_Exercise_. Please copy the items below word for word, from the line with "May I kindly ask you to find the silver" to the line with "xmin=285 ymin=249 xmax=311 ymax=264".

_Items_.
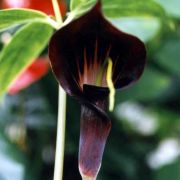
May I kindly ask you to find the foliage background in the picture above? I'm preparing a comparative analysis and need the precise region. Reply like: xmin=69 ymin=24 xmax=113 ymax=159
xmin=0 ymin=0 xmax=180 ymax=180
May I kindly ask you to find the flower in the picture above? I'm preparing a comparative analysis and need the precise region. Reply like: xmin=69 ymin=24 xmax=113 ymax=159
xmin=1 ymin=0 xmax=66 ymax=16
xmin=49 ymin=1 xmax=146 ymax=179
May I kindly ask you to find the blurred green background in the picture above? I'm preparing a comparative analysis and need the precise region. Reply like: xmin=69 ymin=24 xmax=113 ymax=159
xmin=0 ymin=0 xmax=180 ymax=180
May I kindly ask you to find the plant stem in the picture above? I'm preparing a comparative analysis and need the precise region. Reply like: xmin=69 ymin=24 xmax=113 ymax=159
xmin=54 ymin=86 xmax=66 ymax=180
xmin=52 ymin=0 xmax=66 ymax=180
xmin=52 ymin=0 xmax=63 ymax=25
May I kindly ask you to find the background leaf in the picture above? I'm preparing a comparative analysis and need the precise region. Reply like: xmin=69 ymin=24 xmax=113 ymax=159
xmin=116 ymin=68 xmax=171 ymax=104
xmin=155 ymin=36 xmax=180 ymax=76
xmin=0 ymin=9 xmax=48 ymax=29
xmin=156 ymin=0 xmax=180 ymax=18
xmin=0 ymin=22 xmax=53 ymax=95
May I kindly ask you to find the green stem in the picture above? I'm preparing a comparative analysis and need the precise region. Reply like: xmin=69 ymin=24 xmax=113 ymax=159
xmin=52 ymin=0 xmax=63 ymax=25
xmin=52 ymin=0 xmax=66 ymax=180
xmin=54 ymin=86 xmax=66 ymax=180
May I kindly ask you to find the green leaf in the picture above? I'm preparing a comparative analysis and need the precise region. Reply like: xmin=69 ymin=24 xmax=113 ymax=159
xmin=0 ymin=22 xmax=53 ymax=95
xmin=70 ymin=0 xmax=84 ymax=10
xmin=111 ymin=17 xmax=161 ymax=42
xmin=0 ymin=9 xmax=56 ymax=29
xmin=156 ymin=36 xmax=180 ymax=76
xmin=156 ymin=0 xmax=180 ymax=18
xmin=116 ymin=68 xmax=171 ymax=103
xmin=102 ymin=0 xmax=165 ymax=18
xmin=69 ymin=0 xmax=165 ymax=19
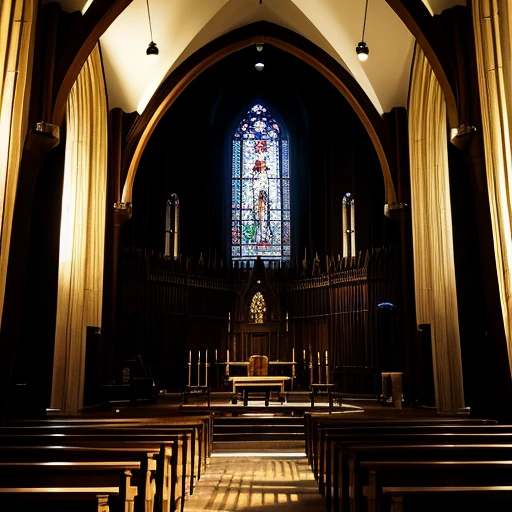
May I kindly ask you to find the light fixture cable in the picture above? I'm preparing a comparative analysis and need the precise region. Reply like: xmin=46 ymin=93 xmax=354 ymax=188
xmin=146 ymin=0 xmax=159 ymax=58
xmin=360 ymin=0 xmax=368 ymax=42
xmin=146 ymin=0 xmax=154 ymax=42
xmin=356 ymin=0 xmax=370 ymax=62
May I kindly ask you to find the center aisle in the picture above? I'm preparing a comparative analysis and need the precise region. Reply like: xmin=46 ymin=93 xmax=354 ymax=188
xmin=185 ymin=453 xmax=325 ymax=512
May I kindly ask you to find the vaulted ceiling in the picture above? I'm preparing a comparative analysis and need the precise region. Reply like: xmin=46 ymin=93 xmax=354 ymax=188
xmin=45 ymin=0 xmax=466 ymax=113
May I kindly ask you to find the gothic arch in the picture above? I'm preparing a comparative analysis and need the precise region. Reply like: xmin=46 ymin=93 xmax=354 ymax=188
xmin=122 ymin=21 xmax=397 ymax=205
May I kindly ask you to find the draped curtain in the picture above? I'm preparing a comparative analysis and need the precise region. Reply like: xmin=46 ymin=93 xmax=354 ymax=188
xmin=472 ymin=0 xmax=512 ymax=368
xmin=52 ymin=45 xmax=107 ymax=412
xmin=409 ymin=44 xmax=464 ymax=413
xmin=0 ymin=0 xmax=37 ymax=321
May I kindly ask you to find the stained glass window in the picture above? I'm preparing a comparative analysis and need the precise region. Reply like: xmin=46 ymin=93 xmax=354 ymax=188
xmin=231 ymin=105 xmax=290 ymax=261
xmin=249 ymin=292 xmax=267 ymax=324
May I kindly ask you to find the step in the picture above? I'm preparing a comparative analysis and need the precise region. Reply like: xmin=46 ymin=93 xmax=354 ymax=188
xmin=213 ymin=439 xmax=305 ymax=454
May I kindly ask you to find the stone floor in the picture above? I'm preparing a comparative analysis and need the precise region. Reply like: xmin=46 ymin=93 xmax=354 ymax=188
xmin=185 ymin=453 xmax=325 ymax=512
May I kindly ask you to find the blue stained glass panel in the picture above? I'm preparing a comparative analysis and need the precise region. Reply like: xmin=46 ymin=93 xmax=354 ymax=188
xmin=231 ymin=140 xmax=240 ymax=178
xmin=283 ymin=221 xmax=290 ymax=244
xmin=231 ymin=221 xmax=240 ymax=246
xmin=231 ymin=104 xmax=290 ymax=260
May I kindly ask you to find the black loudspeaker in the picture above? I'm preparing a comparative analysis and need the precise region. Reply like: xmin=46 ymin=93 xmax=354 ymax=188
xmin=415 ymin=324 xmax=436 ymax=407
xmin=84 ymin=326 xmax=104 ymax=407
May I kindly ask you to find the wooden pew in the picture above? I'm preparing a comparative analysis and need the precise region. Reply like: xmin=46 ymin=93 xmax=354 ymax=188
xmin=309 ymin=420 xmax=506 ymax=493
xmin=382 ymin=485 xmax=512 ymax=512
xmin=324 ymin=425 xmax=512 ymax=508
xmin=344 ymin=441 xmax=512 ymax=512
xmin=0 ymin=461 xmax=138 ymax=512
xmin=362 ymin=460 xmax=512 ymax=512
xmin=0 ymin=433 xmax=189 ymax=510
xmin=304 ymin=419 xmax=512 ymax=509
xmin=0 ymin=445 xmax=168 ymax=510
xmin=304 ymin=411 xmax=498 ymax=467
xmin=2 ymin=422 xmax=202 ymax=500
xmin=13 ymin=410 xmax=214 ymax=469
xmin=0 ymin=411 xmax=213 ymax=510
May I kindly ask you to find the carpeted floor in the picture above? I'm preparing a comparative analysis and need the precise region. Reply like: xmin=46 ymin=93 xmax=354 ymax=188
xmin=185 ymin=454 xmax=325 ymax=512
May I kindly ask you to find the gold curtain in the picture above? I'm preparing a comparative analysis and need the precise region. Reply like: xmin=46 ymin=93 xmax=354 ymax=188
xmin=52 ymin=45 xmax=107 ymax=412
xmin=0 ymin=0 xmax=37 ymax=322
xmin=472 ymin=0 xmax=512 ymax=368
xmin=409 ymin=44 xmax=464 ymax=413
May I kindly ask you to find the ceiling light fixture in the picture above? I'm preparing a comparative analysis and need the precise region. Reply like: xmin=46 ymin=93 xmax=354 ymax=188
xmin=146 ymin=0 xmax=159 ymax=58
xmin=356 ymin=0 xmax=370 ymax=62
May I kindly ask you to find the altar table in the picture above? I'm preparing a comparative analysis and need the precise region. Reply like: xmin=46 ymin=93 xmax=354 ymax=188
xmin=229 ymin=375 xmax=290 ymax=405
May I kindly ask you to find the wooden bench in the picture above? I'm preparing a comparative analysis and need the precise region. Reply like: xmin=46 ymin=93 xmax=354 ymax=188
xmin=308 ymin=417 xmax=512 ymax=509
xmin=0 ymin=445 xmax=170 ymax=510
xmin=322 ymin=425 xmax=512 ymax=506
xmin=3 ymin=419 xmax=209 ymax=494
xmin=0 ymin=434 xmax=187 ymax=510
xmin=342 ymin=444 xmax=512 ymax=511
xmin=0 ymin=461 xmax=139 ymax=512
xmin=360 ymin=460 xmax=512 ymax=512
xmin=382 ymin=485 xmax=512 ymax=512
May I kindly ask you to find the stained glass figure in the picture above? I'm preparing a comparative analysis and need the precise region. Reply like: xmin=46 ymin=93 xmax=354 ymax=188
xmin=231 ymin=104 xmax=290 ymax=261
xmin=249 ymin=292 xmax=267 ymax=324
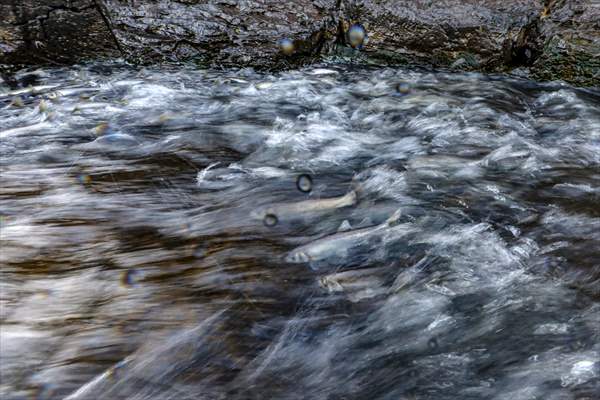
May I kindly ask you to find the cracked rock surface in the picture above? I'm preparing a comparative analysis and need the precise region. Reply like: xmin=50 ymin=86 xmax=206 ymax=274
xmin=104 ymin=0 xmax=335 ymax=67
xmin=0 ymin=0 xmax=600 ymax=86
xmin=0 ymin=0 xmax=119 ymax=65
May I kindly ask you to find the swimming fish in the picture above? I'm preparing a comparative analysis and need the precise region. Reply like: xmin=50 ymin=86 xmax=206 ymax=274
xmin=250 ymin=190 xmax=357 ymax=220
xmin=285 ymin=211 xmax=413 ymax=264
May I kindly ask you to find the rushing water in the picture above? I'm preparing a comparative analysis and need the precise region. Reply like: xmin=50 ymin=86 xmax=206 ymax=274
xmin=0 ymin=65 xmax=600 ymax=400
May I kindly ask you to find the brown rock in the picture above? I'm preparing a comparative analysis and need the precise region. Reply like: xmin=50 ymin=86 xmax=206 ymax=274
xmin=104 ymin=0 xmax=335 ymax=67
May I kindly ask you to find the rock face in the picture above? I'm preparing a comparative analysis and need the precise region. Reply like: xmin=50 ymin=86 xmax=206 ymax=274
xmin=0 ymin=0 xmax=120 ymax=65
xmin=104 ymin=0 xmax=336 ymax=67
xmin=532 ymin=0 xmax=600 ymax=86
xmin=0 ymin=0 xmax=600 ymax=86
xmin=342 ymin=0 xmax=543 ymax=70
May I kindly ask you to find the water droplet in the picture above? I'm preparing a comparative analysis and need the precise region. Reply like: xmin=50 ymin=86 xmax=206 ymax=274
xmin=263 ymin=214 xmax=279 ymax=228
xmin=279 ymin=38 xmax=295 ymax=56
xmin=193 ymin=246 xmax=206 ymax=258
xmin=10 ymin=97 xmax=24 ymax=108
xmin=427 ymin=338 xmax=438 ymax=350
xmin=94 ymin=122 xmax=110 ymax=136
xmin=396 ymin=82 xmax=410 ymax=95
xmin=121 ymin=269 xmax=135 ymax=287
xmin=77 ymin=174 xmax=92 ymax=185
xmin=296 ymin=174 xmax=312 ymax=193
xmin=348 ymin=24 xmax=367 ymax=48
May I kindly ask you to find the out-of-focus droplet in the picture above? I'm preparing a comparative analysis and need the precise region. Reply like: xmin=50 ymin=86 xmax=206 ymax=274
xmin=192 ymin=246 xmax=206 ymax=258
xmin=94 ymin=122 xmax=109 ymax=136
xmin=121 ymin=269 xmax=135 ymax=287
xmin=38 ymin=100 xmax=48 ymax=113
xmin=263 ymin=214 xmax=279 ymax=228
xmin=427 ymin=338 xmax=438 ymax=350
xmin=396 ymin=82 xmax=410 ymax=95
xmin=77 ymin=174 xmax=92 ymax=185
xmin=279 ymin=38 xmax=295 ymax=56
xmin=10 ymin=97 xmax=24 ymax=108
xmin=348 ymin=24 xmax=367 ymax=49
xmin=256 ymin=82 xmax=273 ymax=90
xmin=296 ymin=174 xmax=312 ymax=193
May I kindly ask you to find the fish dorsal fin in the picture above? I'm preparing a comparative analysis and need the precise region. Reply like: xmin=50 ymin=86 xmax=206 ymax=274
xmin=338 ymin=219 xmax=352 ymax=232
xmin=385 ymin=209 xmax=402 ymax=226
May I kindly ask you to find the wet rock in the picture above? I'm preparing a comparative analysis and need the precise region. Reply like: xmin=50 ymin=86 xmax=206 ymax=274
xmin=0 ymin=0 xmax=600 ymax=86
xmin=103 ymin=0 xmax=335 ymax=67
xmin=532 ymin=0 xmax=600 ymax=86
xmin=0 ymin=0 xmax=119 ymax=70
xmin=338 ymin=0 xmax=543 ymax=70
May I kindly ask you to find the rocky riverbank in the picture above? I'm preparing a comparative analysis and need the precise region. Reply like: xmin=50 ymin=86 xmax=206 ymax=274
xmin=0 ymin=0 xmax=600 ymax=86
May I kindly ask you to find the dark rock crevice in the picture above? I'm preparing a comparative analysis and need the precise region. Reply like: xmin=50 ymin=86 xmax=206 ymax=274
xmin=0 ymin=0 xmax=600 ymax=86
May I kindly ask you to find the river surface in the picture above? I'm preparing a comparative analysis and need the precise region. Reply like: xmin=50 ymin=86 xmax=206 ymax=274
xmin=0 ymin=64 xmax=600 ymax=400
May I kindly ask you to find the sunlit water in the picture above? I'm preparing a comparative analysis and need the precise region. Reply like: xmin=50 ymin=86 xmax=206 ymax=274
xmin=0 ymin=65 xmax=600 ymax=400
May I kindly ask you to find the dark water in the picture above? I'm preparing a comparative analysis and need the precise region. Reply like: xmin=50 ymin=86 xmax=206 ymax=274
xmin=0 ymin=65 xmax=600 ymax=400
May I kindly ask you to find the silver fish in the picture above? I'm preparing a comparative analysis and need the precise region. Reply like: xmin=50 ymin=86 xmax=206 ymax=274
xmin=285 ymin=211 xmax=414 ymax=263
xmin=251 ymin=190 xmax=357 ymax=220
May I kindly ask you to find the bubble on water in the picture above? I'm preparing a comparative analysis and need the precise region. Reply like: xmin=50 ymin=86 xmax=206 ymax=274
xmin=10 ymin=97 xmax=24 ymax=108
xmin=33 ymin=383 xmax=56 ymax=400
xmin=192 ymin=245 xmax=206 ymax=258
xmin=38 ymin=100 xmax=48 ymax=113
xmin=121 ymin=269 xmax=135 ymax=287
xmin=94 ymin=122 xmax=110 ymax=136
xmin=296 ymin=174 xmax=312 ymax=193
xmin=77 ymin=174 xmax=92 ymax=185
xmin=279 ymin=38 xmax=295 ymax=56
xmin=263 ymin=214 xmax=279 ymax=228
xmin=427 ymin=338 xmax=439 ymax=350
xmin=396 ymin=82 xmax=410 ymax=95
xmin=348 ymin=24 xmax=367 ymax=48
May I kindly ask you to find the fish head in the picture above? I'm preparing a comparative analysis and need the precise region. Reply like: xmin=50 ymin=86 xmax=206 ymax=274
xmin=285 ymin=249 xmax=311 ymax=264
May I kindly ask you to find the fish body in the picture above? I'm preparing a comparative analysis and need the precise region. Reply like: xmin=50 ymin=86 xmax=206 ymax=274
xmin=251 ymin=191 xmax=357 ymax=220
xmin=285 ymin=212 xmax=413 ymax=263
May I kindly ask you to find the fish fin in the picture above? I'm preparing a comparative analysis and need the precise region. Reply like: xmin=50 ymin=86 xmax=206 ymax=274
xmin=338 ymin=219 xmax=352 ymax=232
xmin=385 ymin=209 xmax=402 ymax=226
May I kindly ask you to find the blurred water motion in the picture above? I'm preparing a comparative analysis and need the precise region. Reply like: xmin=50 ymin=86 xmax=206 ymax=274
xmin=0 ymin=65 xmax=600 ymax=400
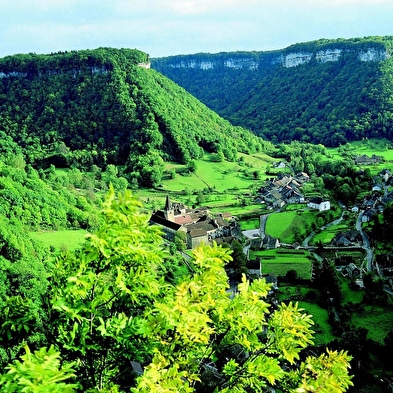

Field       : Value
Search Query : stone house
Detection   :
[150,196,238,249]
[307,197,330,212]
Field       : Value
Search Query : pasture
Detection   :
[30,229,88,251]
[250,249,312,280]
[266,209,318,244]
[162,153,275,193]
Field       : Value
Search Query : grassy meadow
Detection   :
[266,209,318,244]
[162,153,276,193]
[250,249,312,280]
[30,229,88,251]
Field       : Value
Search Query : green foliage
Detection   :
[0,346,78,393]
[0,186,351,393]
[0,48,263,190]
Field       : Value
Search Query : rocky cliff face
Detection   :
[157,47,390,70]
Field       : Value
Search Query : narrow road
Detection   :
[259,214,270,239]
[356,210,373,271]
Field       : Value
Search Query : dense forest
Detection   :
[152,37,393,146]
[0,48,263,186]
[0,44,393,393]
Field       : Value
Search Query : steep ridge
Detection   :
[0,48,263,183]
[151,37,393,145]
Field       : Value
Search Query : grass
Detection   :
[162,153,277,192]
[299,301,336,345]
[240,218,260,231]
[352,306,393,344]
[30,229,87,251]
[250,249,311,280]
[278,285,335,345]
[266,210,317,244]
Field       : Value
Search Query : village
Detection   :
[150,157,393,289]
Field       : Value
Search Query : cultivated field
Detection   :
[30,229,87,251]
[250,249,312,280]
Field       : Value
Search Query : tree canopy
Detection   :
[0,188,351,393]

_Response_.
May I kindly ask you to find the silver fish in the picture above? I'm preparing a comparative analysis and need the precise region. Reply like: xmin=50 ymin=86 xmax=206 ymax=274
xmin=285 ymin=211 xmax=414 ymax=263
xmin=251 ymin=190 xmax=357 ymax=220
May I kindly ask you to find the bubble on water in the picture above? I'm preparing a comparative analysis and need the precise region. Reply like: xmin=50 ymin=86 xmax=206 ymax=274
xmin=10 ymin=97 xmax=24 ymax=108
xmin=33 ymin=383 xmax=56 ymax=400
xmin=192 ymin=245 xmax=206 ymax=258
xmin=38 ymin=100 xmax=48 ymax=113
xmin=121 ymin=269 xmax=135 ymax=287
xmin=94 ymin=122 xmax=110 ymax=136
xmin=296 ymin=174 xmax=312 ymax=193
xmin=77 ymin=174 xmax=92 ymax=185
xmin=279 ymin=38 xmax=295 ymax=56
xmin=263 ymin=214 xmax=279 ymax=228
xmin=427 ymin=338 xmax=439 ymax=350
xmin=396 ymin=82 xmax=410 ymax=95
xmin=348 ymin=24 xmax=367 ymax=48
May I kindly ask you to find the fish head in the picture above? I'm preparing a comparative analysis and need the precise region. Reply like: xmin=50 ymin=86 xmax=206 ymax=274
xmin=285 ymin=249 xmax=311 ymax=264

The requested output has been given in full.